::: SUPPLIED PASSAGE
Thermoplastic polycarbonate compositions, method of manufacture, and method of use thereof

Abstract: A thermoplastic composition comprising in combination a polycarbonate component; a functionalized silane coupling agent; an impact modifier; and a filler is disclosed. The composition optionally comprises a polycarbonate-polysiloxane copolymer and/or a flame retardant. The compositions have a good balance of properties, and if desired, are also flame retardant. (end of abstract)

Agent: Geam - Cycoloy - Pittsfield, MA, US
Inventors: Shiping Ma, Wayne Yao
USPTO Applicaton #: #20070072961 - Class: 523205000 (USPTO)
::::::
| INSTRUCTION A |
Count how many lines in the records contain the word "street", and give only that number.
::: DATA SHOWN
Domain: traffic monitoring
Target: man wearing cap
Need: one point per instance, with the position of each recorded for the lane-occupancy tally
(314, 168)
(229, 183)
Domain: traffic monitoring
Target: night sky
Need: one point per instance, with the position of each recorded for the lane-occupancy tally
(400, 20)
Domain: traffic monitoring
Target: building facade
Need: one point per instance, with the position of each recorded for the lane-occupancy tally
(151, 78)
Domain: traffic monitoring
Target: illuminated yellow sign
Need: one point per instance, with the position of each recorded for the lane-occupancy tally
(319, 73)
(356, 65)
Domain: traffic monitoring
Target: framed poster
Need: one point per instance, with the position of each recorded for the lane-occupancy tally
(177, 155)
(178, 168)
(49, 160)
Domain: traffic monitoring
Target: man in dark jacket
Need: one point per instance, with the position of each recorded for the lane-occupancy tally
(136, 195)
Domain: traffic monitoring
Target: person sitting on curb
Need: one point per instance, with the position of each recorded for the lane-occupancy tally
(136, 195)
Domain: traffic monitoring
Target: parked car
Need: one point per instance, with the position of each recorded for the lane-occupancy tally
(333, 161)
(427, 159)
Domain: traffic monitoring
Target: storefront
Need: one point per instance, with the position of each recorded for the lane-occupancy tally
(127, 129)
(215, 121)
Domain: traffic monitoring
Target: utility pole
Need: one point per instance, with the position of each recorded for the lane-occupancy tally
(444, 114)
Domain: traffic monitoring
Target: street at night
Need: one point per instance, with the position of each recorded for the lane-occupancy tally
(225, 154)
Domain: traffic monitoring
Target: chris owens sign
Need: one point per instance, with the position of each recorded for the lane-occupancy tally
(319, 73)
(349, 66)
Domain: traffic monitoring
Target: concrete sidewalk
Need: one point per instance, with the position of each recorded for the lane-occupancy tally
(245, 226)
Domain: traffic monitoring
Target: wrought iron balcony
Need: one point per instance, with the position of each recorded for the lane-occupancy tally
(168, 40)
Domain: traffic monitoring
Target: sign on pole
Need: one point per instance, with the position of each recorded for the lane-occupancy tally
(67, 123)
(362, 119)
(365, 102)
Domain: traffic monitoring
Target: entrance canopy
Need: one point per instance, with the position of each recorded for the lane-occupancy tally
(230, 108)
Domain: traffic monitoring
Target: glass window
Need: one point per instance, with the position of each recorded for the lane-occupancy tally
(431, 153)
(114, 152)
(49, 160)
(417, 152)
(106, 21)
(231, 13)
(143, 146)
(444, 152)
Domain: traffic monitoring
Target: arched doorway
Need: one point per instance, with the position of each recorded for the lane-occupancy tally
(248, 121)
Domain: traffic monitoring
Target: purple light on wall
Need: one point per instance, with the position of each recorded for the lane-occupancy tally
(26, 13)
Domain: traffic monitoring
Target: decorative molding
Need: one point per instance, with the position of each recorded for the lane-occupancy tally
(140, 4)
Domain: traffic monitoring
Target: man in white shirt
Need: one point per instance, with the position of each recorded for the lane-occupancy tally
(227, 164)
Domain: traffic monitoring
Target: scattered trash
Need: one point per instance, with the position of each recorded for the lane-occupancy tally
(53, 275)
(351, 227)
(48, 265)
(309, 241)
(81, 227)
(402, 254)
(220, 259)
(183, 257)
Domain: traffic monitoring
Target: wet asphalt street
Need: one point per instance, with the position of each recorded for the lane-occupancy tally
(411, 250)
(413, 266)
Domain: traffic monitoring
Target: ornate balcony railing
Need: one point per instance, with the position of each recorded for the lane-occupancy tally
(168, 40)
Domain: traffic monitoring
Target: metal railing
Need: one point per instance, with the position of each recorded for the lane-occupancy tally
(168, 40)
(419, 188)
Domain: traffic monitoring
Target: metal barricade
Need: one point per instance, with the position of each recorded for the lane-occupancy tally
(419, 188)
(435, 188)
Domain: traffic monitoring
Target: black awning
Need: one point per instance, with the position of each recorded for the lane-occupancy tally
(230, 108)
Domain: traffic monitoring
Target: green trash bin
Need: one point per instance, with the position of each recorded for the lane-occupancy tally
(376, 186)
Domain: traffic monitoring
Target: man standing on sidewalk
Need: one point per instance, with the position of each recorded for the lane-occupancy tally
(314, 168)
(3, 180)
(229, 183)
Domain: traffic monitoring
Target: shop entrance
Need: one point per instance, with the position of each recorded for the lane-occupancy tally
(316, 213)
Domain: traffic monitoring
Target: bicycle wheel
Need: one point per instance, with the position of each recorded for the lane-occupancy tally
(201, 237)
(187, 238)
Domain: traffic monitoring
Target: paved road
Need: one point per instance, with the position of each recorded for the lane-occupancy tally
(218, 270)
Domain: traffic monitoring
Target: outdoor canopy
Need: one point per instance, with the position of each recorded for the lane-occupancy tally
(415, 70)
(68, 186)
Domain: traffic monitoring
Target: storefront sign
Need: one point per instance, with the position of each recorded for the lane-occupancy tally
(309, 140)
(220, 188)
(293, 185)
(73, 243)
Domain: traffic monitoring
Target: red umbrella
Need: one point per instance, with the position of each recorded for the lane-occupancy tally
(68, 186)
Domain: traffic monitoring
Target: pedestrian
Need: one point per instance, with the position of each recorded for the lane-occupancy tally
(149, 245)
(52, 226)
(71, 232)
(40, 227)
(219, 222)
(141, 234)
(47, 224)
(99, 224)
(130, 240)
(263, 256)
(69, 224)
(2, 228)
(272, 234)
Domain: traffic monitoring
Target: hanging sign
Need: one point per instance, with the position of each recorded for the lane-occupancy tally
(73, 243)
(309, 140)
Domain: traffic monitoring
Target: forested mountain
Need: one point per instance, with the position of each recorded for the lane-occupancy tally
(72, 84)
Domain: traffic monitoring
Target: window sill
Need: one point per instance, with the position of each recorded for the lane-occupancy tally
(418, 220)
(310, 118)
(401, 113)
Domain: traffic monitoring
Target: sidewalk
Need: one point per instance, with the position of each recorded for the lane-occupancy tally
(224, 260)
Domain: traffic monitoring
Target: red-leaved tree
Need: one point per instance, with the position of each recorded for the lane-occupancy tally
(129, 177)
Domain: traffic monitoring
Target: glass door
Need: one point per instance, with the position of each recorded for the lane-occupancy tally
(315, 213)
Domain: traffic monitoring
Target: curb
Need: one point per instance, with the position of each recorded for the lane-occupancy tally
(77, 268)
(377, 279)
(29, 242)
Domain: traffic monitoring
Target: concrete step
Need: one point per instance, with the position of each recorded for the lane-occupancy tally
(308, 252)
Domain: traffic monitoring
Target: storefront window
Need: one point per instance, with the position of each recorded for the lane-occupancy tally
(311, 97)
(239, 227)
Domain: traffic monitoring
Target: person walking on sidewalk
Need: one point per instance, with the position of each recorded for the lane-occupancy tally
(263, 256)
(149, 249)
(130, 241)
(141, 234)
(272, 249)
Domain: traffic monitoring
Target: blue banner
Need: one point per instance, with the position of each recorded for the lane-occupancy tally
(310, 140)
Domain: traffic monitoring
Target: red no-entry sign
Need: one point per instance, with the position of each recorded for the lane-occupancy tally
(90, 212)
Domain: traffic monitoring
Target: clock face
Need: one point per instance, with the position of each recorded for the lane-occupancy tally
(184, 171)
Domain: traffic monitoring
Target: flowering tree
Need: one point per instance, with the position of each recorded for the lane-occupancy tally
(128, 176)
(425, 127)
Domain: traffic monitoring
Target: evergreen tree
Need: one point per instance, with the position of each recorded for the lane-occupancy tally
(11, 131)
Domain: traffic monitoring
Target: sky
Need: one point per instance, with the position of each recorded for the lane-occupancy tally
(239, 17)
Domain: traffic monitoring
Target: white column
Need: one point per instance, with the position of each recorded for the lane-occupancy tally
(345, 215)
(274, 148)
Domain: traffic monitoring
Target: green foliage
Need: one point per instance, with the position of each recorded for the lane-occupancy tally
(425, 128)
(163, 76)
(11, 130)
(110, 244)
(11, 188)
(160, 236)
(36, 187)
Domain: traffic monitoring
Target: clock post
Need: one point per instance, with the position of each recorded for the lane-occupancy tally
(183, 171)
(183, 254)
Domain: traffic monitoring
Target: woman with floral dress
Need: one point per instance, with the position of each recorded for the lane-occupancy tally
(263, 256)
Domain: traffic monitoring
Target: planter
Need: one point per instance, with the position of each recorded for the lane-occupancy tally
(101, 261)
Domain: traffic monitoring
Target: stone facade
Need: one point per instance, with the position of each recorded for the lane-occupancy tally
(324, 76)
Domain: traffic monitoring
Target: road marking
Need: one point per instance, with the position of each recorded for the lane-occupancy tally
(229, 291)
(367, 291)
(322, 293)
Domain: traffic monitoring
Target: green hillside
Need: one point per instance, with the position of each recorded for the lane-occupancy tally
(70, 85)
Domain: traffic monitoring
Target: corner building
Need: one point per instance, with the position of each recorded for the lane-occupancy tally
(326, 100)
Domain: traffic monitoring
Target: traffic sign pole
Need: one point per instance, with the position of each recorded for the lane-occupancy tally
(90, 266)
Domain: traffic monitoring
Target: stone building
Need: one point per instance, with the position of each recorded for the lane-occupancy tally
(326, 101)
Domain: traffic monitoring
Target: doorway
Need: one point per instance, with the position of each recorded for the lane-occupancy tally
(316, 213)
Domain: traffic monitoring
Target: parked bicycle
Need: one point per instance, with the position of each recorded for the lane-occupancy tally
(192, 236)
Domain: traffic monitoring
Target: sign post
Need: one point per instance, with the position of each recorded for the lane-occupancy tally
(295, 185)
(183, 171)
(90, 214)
::::::
::: DATA SHOWN
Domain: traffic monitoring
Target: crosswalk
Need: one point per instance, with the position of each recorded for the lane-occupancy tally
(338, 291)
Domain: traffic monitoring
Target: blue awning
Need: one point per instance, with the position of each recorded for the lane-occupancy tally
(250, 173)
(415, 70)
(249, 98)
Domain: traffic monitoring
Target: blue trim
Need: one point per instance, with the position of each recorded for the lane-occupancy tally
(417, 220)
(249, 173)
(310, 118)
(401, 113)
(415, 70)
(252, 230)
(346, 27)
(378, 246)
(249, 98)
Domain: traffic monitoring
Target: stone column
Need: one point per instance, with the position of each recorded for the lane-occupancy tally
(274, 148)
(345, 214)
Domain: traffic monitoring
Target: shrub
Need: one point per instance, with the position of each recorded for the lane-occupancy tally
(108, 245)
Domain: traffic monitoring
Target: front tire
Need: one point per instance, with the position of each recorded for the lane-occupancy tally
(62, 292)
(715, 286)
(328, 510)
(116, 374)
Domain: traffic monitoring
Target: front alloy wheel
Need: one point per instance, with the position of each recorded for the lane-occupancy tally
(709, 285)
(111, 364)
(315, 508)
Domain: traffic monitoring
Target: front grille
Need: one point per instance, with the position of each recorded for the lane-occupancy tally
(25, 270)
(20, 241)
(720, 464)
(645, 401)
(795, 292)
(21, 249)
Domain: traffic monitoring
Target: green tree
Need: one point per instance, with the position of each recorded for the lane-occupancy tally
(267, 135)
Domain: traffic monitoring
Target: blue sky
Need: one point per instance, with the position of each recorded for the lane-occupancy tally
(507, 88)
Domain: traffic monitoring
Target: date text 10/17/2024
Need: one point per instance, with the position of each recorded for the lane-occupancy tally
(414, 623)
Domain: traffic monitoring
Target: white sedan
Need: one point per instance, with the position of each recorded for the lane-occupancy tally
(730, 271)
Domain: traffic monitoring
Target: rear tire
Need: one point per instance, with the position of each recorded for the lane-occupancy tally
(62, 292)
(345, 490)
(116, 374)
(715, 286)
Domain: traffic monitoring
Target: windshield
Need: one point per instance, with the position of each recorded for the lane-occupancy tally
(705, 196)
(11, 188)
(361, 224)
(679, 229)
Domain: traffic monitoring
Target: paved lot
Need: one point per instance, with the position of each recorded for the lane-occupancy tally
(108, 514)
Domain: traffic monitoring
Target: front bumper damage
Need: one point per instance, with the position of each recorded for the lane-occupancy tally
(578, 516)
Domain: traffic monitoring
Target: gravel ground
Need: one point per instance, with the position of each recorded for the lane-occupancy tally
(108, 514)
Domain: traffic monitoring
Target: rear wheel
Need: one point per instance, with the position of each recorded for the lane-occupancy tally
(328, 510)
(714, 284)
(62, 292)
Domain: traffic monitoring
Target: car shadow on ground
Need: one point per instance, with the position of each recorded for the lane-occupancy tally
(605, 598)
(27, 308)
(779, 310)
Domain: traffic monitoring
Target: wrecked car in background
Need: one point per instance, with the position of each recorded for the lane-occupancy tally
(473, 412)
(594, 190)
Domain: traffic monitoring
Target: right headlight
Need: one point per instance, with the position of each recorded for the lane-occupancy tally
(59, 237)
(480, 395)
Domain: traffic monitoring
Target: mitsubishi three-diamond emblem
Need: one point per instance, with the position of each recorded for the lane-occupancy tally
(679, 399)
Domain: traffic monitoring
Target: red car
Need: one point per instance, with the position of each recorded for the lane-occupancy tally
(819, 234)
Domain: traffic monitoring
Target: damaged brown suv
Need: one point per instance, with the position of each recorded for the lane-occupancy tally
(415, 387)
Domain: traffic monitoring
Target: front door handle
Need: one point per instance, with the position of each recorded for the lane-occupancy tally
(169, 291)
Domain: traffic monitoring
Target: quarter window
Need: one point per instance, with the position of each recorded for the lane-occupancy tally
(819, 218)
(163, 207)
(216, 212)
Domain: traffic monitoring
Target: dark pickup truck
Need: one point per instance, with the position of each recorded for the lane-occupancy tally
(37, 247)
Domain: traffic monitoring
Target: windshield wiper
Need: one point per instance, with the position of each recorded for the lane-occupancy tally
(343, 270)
::::::
::: DATA SHOWN
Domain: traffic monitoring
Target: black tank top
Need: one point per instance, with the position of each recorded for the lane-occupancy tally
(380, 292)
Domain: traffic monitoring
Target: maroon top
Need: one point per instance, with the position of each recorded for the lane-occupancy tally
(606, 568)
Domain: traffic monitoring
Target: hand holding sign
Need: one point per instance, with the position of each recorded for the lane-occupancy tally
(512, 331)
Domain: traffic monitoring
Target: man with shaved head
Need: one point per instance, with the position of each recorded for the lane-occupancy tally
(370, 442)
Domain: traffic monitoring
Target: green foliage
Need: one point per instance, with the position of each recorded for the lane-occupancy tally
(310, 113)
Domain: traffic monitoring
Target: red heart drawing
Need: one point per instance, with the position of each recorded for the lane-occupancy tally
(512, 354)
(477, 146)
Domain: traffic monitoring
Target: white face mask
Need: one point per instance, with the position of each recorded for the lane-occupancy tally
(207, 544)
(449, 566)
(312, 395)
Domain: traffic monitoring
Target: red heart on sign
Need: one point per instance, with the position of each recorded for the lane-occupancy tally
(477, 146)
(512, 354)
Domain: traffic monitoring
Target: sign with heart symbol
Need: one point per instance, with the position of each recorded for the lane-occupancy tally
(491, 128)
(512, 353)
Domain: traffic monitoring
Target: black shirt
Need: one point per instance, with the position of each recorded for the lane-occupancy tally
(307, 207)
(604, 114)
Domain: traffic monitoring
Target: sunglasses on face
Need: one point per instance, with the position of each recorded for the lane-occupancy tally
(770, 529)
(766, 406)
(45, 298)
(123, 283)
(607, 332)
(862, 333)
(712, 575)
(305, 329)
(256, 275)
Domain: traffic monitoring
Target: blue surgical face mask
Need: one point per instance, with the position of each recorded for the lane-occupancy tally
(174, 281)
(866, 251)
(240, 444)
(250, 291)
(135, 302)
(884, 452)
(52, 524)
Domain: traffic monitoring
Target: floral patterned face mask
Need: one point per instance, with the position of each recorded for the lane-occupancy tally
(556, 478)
::::::
| INSTRUCTION B |
From the polycarbonate patent page, copy everything from "Abstract: A thermoplastic" down to "Class: 523205000 (USPTO)".

| FULL ANSWER A |
2

| FULL ANSWER B |
Abstract: A thermoplastic composition comprising in combination a polycarbonate component; a functionalized silane coupling agent; an impact modifier; and a filler is disclosed. The composition optionally comprises a polycarbonate-polysiloxane copolymer and/or a flame retardant. The compositions have a good balance of properties, and if desired, are also flame retardant. (end of abstract)

Agent: Geam - Cycoloy - Pittsfield, MA, US
Inventors: Shiping Ma, Wayne Yao
USPTO Applicaton #: #20070072961 - Class: 523205000 (USPTO)